• [Passage]
John Rawls has noted that jealousy arises from the wish to keep what one has. Does Marcel have Albertine? Marcel fears not, even though he has attempted to fulfill this wish in a literal way, by making Albertine a prisoner in his parents’ house. The lock on the prison door is the lie. The opposite appears (falsely) to be the case—a lie exposed would result in Albertine’s expulsion from the house. Marcel is constantly fabricating lies to catch Albertine in what he supposes is one dalliance or another. The motive for Albertine’s lies is more ambiguous; she sometimes tells lies to protect herself, other times to protect Marcel. The Captive tells the story of people struggling to gain control of someone.
One of the great themes of In Search of Lost Time is this struggle. The struggle is bound to fail because the feelings and thoughts of others are always beyond our control. This is a truth Marcel discovers again and again, yet has not be able to act upon on his journey toward becoming a writer. It is “a charming law of nature,” Marcel tells us in The Guermantes Way, “and one that is evident in the heart of the most complex societies, that we live in perfect ignorance of those we love.” I take “charming” to be an ironic touch. “Such a society,” he goes on to explain, “where every being is double, and where the most transparent person, the most notorious, will be known to others only from within a protective shell, a sweet cocoon, as a charming natural curiosity.” Control requires knowledge of others, which Marcel denies possible. Later, in The Captive, he is on a tear to prove himself wrong in his relationship with Albertine. As we know, the effort is futile; the novel ends with her escape from the hôtel and ends the illusion of his control.

• [Work task] Continue the passage on Marcel's struggle to control Albertine, beginning right after its last sentence.

• [Dataset excerpts]

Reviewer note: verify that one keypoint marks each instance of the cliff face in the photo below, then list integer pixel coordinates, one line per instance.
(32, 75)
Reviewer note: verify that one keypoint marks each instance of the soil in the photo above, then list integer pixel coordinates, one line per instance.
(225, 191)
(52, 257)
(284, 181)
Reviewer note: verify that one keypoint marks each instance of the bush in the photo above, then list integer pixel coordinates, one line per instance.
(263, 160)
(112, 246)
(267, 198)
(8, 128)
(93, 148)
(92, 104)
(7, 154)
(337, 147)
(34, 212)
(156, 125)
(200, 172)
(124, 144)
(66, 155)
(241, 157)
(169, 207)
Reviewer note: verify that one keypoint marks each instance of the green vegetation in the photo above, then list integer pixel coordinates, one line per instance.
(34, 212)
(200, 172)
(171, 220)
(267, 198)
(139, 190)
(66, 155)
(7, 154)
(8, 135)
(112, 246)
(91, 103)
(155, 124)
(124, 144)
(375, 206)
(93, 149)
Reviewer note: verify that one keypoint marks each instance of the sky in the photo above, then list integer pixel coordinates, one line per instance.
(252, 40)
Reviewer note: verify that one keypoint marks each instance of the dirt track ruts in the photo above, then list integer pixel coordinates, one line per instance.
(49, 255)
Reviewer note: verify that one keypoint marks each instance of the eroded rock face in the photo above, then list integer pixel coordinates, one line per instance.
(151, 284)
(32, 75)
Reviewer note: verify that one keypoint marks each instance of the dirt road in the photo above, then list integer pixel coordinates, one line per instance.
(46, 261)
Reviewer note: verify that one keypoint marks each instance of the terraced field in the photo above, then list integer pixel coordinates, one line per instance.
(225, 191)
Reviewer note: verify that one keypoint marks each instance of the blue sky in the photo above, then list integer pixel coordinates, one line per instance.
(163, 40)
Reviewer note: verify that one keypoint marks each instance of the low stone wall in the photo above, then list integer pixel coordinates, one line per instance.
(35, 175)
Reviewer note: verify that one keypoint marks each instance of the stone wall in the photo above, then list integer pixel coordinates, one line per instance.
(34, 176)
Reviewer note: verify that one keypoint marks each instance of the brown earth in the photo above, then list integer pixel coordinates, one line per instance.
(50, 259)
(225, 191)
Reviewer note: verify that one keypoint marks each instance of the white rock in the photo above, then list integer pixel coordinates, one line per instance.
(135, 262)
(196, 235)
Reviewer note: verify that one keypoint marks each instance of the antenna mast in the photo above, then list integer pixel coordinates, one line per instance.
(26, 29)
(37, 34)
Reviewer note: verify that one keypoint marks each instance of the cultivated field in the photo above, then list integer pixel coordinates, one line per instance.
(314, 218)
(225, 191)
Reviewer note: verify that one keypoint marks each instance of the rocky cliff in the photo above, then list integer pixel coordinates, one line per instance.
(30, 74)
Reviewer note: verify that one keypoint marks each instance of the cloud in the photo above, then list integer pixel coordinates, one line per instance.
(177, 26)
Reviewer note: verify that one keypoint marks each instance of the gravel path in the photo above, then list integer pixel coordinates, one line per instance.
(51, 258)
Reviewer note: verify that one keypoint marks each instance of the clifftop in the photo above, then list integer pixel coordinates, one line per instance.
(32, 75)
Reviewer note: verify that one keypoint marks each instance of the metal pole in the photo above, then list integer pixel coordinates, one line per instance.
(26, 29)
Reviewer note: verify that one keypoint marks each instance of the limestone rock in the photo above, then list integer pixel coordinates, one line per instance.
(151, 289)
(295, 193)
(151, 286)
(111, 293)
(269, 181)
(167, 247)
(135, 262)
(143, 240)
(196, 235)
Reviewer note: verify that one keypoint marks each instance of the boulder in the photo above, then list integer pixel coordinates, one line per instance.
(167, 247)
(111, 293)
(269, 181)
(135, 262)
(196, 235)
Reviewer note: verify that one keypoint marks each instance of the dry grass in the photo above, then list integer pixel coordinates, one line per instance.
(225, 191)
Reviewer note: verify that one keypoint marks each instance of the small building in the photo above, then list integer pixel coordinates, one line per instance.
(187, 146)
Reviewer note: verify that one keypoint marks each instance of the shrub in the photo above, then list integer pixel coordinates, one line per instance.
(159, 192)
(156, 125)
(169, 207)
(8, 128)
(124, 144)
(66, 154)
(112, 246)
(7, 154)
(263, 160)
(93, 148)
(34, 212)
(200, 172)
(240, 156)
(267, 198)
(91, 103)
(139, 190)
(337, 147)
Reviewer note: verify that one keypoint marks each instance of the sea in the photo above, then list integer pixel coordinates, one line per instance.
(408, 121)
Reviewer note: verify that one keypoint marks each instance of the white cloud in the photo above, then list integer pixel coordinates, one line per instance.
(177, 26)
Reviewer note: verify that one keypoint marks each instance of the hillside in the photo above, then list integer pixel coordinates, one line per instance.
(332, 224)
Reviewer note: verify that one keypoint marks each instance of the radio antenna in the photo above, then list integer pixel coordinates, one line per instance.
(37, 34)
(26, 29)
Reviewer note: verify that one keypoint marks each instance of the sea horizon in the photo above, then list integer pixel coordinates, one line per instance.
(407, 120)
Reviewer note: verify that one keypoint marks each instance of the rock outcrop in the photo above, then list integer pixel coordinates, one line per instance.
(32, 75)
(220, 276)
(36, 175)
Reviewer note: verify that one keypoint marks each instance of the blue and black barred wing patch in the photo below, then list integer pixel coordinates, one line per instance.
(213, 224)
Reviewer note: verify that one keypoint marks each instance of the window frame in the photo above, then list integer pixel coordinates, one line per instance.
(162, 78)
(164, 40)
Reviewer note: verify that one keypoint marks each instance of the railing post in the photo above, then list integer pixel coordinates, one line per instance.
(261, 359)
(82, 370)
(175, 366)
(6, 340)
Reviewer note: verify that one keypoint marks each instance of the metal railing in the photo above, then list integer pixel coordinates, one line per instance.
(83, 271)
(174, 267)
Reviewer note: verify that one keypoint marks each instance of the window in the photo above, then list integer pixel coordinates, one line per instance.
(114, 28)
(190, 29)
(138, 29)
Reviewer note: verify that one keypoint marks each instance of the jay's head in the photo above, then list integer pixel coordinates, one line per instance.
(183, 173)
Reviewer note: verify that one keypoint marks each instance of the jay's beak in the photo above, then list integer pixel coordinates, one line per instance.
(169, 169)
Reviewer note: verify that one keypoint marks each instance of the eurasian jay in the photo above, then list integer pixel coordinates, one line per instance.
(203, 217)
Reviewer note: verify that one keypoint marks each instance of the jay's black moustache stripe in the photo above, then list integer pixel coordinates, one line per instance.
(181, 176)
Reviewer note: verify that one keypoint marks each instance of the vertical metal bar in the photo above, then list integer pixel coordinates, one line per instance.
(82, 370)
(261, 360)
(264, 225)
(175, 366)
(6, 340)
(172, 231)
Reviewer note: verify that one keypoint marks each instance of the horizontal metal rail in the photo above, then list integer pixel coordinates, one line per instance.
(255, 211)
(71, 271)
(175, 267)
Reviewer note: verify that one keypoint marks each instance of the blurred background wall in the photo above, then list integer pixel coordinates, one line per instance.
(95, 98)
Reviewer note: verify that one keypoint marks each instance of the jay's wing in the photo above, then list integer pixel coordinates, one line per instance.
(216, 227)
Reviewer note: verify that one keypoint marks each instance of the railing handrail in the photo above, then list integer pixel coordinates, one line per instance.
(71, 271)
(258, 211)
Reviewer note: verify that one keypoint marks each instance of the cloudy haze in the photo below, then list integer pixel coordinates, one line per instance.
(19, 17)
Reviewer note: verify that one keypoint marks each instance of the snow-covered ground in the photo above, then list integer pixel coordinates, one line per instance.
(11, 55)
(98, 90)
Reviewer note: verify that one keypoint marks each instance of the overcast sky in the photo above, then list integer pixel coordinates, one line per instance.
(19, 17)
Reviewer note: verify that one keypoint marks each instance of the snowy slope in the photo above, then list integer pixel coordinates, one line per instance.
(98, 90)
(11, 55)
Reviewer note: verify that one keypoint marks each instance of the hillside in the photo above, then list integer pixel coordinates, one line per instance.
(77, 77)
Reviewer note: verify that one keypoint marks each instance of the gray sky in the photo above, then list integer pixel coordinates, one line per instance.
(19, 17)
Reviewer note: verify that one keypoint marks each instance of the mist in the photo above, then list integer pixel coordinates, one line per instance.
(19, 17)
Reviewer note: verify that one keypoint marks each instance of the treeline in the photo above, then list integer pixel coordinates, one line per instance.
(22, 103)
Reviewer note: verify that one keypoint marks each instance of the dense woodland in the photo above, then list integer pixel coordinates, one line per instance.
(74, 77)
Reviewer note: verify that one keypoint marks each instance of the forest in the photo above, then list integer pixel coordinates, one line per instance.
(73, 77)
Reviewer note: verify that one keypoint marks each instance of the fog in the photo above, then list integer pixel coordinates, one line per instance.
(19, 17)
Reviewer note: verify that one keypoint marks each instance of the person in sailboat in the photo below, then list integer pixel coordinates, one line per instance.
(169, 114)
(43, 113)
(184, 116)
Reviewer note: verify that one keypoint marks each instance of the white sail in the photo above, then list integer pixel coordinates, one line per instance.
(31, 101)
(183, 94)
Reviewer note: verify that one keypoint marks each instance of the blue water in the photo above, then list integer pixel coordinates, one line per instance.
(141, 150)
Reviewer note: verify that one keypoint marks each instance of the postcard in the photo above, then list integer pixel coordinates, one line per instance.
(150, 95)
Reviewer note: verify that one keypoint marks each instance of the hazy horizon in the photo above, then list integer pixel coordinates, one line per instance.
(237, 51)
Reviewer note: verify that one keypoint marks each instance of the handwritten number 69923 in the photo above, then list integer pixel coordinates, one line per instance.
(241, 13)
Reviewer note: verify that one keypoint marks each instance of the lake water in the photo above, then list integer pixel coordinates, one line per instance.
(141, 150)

• [Answer area]
Throughout the novel, as the struggle between Marcel and Albertine plays itself out, the possibility of understanding anyone is raised and dismissed. Deception is the social norm. “The fact of a man’s having proclaimed… that it is wicked to lie obliges him as a rule to lie more than other people, without on that account abandoning the solemn mask, doffing the august tiara of sincerity.” The one we love wears the mask and ( in a reversal of the expected Janus face) “is to us like Janus, presenting to us a face that pleases us if the person leaves us, a dreary face if we know him or her to be at our perpetual disposal.” Social events are not what they seem, but “resemble those parties to which doctors invite their patients, who utter the most intelligent remarks, have perfect manners, and would never show that they were mad if they did not whisper in your ear, pointing to some old gentleman going past, 'That’s Joan of Arc.'” Medicine too has its lies in remedies that created “artificially grafted illnesses.” Even the Search itself has its lies. “If we were not obliged, in the interest of narrative tidiness, to confine ourselves to frivolous reasons, how many more serious reasons would enable us to demonstrate the mendacious flimsiness of the opening pages of this volume,” Marcel/Proust tells us.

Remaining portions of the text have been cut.